**Records for this task:**
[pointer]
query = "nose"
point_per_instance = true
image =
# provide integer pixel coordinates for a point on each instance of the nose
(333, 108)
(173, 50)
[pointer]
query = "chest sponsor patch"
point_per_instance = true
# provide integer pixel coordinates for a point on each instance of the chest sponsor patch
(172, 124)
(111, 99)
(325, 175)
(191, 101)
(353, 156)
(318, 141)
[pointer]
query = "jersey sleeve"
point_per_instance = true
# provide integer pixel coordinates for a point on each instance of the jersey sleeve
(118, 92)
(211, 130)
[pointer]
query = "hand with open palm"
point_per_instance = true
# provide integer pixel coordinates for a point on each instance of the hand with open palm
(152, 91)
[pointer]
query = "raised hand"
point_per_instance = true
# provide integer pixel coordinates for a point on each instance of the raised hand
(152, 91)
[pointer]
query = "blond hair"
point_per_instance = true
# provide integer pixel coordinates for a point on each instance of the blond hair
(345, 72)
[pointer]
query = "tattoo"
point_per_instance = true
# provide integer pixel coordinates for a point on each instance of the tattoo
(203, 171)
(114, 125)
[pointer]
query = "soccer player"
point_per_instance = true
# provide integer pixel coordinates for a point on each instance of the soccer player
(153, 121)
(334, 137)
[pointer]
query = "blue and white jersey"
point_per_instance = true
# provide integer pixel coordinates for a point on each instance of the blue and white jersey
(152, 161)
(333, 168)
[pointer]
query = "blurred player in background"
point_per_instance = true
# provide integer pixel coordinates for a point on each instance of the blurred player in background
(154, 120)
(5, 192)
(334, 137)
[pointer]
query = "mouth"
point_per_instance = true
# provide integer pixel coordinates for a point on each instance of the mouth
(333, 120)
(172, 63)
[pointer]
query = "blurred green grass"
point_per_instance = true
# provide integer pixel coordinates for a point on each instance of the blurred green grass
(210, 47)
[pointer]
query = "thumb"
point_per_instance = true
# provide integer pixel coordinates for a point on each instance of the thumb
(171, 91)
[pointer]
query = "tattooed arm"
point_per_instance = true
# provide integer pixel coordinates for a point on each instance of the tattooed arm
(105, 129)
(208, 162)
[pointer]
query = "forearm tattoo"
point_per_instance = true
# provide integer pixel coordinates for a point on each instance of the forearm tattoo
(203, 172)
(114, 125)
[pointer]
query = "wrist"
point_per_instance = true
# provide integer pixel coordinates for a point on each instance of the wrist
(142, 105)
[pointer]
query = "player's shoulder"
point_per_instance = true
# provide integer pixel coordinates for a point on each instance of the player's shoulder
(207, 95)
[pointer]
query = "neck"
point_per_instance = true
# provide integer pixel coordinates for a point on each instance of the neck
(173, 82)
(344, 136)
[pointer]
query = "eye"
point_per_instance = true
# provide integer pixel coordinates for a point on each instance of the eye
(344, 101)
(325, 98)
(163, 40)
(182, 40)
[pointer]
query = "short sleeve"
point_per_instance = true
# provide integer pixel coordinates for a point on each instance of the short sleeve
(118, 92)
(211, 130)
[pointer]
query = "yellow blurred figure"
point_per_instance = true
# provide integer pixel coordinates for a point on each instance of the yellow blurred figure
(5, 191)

**The task:**
What is needed is an exact copy of all the data above.

**Expected output:**
[pointer]
query = "nose"
point_per_instance = true
image =
# provide integer pixel coordinates for a point on each instance of the nose
(333, 108)
(173, 50)
[pointer]
query = "chest sponsor patch"
point_per_instance = true
# provide integer pixel coordinates for a point on each instance of the chest sponsor patch
(172, 124)
(111, 99)
(325, 175)
(191, 101)
(353, 156)
(318, 141)
[pointer]
query = "jersey sleeve"
point_per_instance = true
# provide integer pixel coordinates for a point on each instance of the jersey sleeve
(118, 92)
(211, 130)
[pointer]
query = "hand with open palm"
point_per_instance = true
# provide integer pixel coordinates for a point on each instance of the hand with open palm
(152, 91)
[pointer]
query = "raised hand"
point_per_instance = true
# provide integer pixel coordinates for a point on each instance of the raised hand
(152, 91)
[pointer]
query = "blond hair"
point_per_instance = true
# provide integer pixel coordinates for a point on each instance of the blond hair
(345, 72)
[pointer]
query = "tattoo"
point_per_instance = true
# provide integer pixel coordinates for a point on each instance of the tattoo
(203, 171)
(114, 125)
[pointer]
query = "soccer player"
point_per_instance = true
# provide integer pixel coordinates for a point on each instance of the soccer player
(153, 121)
(334, 137)
[pointer]
query = "blue and white jersey"
point_per_instance = true
# provide integer pixel coordinates for a point on each instance of the blue and white jersey
(152, 161)
(333, 168)
[pointer]
query = "blurred player in background"
point_per_instance = true
# provide integer pixel coordinates for a point on each instance of the blurred player in background
(154, 120)
(5, 192)
(334, 137)
[pointer]
query = "mouth"
point_per_instance = true
# provide integer pixel coordinates for a point on each instance of the mouth
(333, 120)
(172, 63)
[pointer]
query = "blurred green grass"
point_per_instance = true
# provide integer pixel coordinates for a point on each instance of the blurred green grass
(210, 47)
[pointer]
query = "thumb"
point_per_instance = true
# provide integer pixel coordinates for a point on each instance of the thumb
(171, 91)
[pointer]
query = "tattooed arm"
point_per_instance = true
# provide integer pixel coordinates for a point on each instance of the tattooed arm
(105, 129)
(208, 162)
[pointer]
query = "forearm tattoo"
point_per_instance = true
# provide integer pixel coordinates for a point on each instance of the forearm tattoo
(203, 172)
(114, 125)
[pointer]
query = "wrist"
point_per_instance = true
# provide integer pixel coordinates for a point on each instance of the wrist
(142, 105)
[pointer]
query = "player's shoulder"
point_per_instance = true
# provide integer pixel coordinates for a point on each instance of the player's shoulder
(207, 95)
[pointer]
query = "neck"
point_per_instance = true
# provide integer pixel coordinates for a point on each instance of the neck
(173, 82)
(344, 136)
[pointer]
query = "eye"
point_per_instance = true
# provide integer pixel coordinates for a point on each instance of the eye
(344, 101)
(325, 98)
(163, 40)
(182, 40)
[pointer]
query = "short sleeve"
point_per_instance = true
# provide integer pixel coordinates for a point on each instance of the short sleeve
(118, 92)
(211, 130)
[pointer]
query = "yellow blurred figure"
point_per_instance = true
# provide integer pixel coordinates for a point on each instance of the yellow blurred figure
(5, 191)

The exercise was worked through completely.